(Task brief) Retype each record exactly; no pictures.

Natural-language object grounding data:
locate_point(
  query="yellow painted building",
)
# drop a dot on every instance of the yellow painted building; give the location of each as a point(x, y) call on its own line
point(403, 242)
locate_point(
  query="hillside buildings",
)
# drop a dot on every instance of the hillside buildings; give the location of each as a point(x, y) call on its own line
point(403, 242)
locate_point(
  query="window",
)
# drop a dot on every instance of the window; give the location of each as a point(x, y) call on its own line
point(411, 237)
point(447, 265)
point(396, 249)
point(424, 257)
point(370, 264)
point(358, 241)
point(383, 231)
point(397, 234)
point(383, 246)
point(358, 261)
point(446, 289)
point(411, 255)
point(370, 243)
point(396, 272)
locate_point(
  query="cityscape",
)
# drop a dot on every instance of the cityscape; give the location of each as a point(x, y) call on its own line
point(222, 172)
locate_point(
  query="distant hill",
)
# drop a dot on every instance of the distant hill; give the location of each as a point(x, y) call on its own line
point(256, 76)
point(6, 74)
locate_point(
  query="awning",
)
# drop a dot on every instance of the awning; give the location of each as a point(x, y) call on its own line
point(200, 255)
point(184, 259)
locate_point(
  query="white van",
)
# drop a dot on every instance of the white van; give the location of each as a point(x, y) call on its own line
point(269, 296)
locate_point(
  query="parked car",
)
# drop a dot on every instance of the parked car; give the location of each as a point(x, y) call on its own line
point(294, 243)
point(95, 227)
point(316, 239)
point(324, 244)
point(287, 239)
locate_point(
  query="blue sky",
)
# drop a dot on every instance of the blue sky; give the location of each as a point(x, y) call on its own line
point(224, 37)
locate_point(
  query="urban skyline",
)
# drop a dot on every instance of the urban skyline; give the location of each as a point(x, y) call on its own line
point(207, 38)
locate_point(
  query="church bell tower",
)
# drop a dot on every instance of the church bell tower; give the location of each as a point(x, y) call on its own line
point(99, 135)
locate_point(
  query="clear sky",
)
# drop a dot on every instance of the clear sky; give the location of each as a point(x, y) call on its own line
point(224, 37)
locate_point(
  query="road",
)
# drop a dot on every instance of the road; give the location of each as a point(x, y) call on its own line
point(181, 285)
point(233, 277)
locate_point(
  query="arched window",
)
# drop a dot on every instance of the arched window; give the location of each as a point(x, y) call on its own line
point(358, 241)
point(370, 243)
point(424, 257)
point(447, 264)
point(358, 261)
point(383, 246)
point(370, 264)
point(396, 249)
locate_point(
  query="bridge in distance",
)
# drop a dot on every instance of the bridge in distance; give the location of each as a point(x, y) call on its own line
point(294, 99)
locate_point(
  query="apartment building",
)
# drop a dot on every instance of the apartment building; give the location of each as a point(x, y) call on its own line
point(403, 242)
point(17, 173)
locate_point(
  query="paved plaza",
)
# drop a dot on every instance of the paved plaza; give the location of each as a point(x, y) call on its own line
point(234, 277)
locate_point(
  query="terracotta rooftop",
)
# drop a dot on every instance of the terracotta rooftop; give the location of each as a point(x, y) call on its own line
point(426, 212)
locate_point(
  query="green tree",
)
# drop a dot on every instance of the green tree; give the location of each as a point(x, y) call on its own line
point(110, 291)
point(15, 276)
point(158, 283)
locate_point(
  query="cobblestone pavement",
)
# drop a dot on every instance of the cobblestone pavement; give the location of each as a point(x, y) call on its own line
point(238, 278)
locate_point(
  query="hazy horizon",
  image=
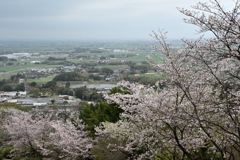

(Reply to the exercise)
locate_point(
  query="yellow painted building",
)
# drop a dot on every instance of the yellow painted building; give the location of each as a point(x, y) call on its own line
point(403, 242)
locate_point(
  query="hillside buildings",
)
# drop a dot on every instance of the hillside buildings; give the location of each as a point(x, y) call on its own line
point(403, 242)
locate_point(
  query="window",
)
# drop a dot on every instance of the window; give the location of each as a point(x, y) call on its own line
point(411, 237)
point(447, 265)
point(396, 249)
point(424, 257)
point(370, 264)
point(358, 241)
point(383, 231)
point(397, 234)
point(383, 246)
point(358, 261)
point(446, 289)
point(411, 255)
point(370, 243)
point(396, 272)
locate_point(
  query="cityscape",
)
# drop a dot on every instance of the cityscape; give the location of each as a point(x, y) call on its own line
point(222, 172)
locate_point(
  query="distant hill",
)
# drop a dot on every instance of the distant hill; give the location of each as a point(x, y) call on its own line
point(256, 76)
point(6, 74)
locate_point(
  query="awning",
)
# drop a dot on every instance of the awning; give the location of each as a point(x, y) call on its own line
point(200, 255)
point(184, 259)
locate_point(
  query="white van",
)
# drop a dot on every instance of the white van; give the location of each as a point(x, y) call on its own line
point(269, 296)
locate_point(
  query="parked car",
)
# drop a dot on every instance of the parked car; give the location of each as a point(x, y) call on its own line
point(294, 243)
point(95, 227)
point(316, 239)
point(324, 244)
point(287, 239)
locate_point(
  query="blue sky",
)
# drop a dot on every instance of the blue sky; give the location of each as a point(x, y) call on its own line
point(224, 37)
locate_point(
  query="urban skyline",
)
# drop a dot on every instance of the urban skyline; give the location of each as a point(x, y) call on its own line
point(207, 38)
locate_point(
  query="church bell tower",
)
# drop a dot on every instance of the church bell tower; give the location of each as a point(x, y) call on its own line
point(99, 135)
locate_point(
  query="clear sky",
)
# drop a dot on every instance of the clear sky; give the location of each as a point(x, y) call on its own line
point(224, 37)
locate_point(
  query="road",
)
# drop a dot on every instance of the road; give the location of each as a point(x, y) call on its own line
point(181, 285)
point(233, 277)
locate_point(
  query="arched window",
)
# drop a dot on every instance of the arched window; give the location of each as a point(x, y) call on its own line
point(358, 241)
point(370, 243)
point(424, 257)
point(447, 264)
point(358, 261)
point(383, 246)
point(370, 264)
point(396, 249)
locate_point(
  query="bridge in distance",
)
# drop a dot on every instance of the bridge in distance; give the location of each as a point(x, y) call on its own line
point(294, 99)
locate_point(
  query="apartment building",
)
# drop a dot on every instance of the apartment building; give the location of each as a point(x, y) call on its own line
point(403, 242)
point(17, 173)
locate_point(
  query="paved plaza",
)
# drop a dot on every instance of the paved plaza; give the location of each as a point(x, y) call on its own line
point(234, 277)
locate_point(
  query="terracotta rooftop",
)
# drop a dot on every instance of the terracotta rooftop; give the location of each as a point(x, y) call on its own line
point(426, 212)
locate_point(
  query="green tree",
)
# drop a dot on every instance of the green tree; give the location of each as a point(x, y) call on its own line
point(110, 291)
point(15, 276)
point(158, 283)
locate_point(
  query="cobblestone pavement",
)
# drop a dot on every instance of the cobblestone pavement; give the location of each as a point(x, y) call on its own line
point(238, 278)
locate_point(
  query="hazy horizon",
  image=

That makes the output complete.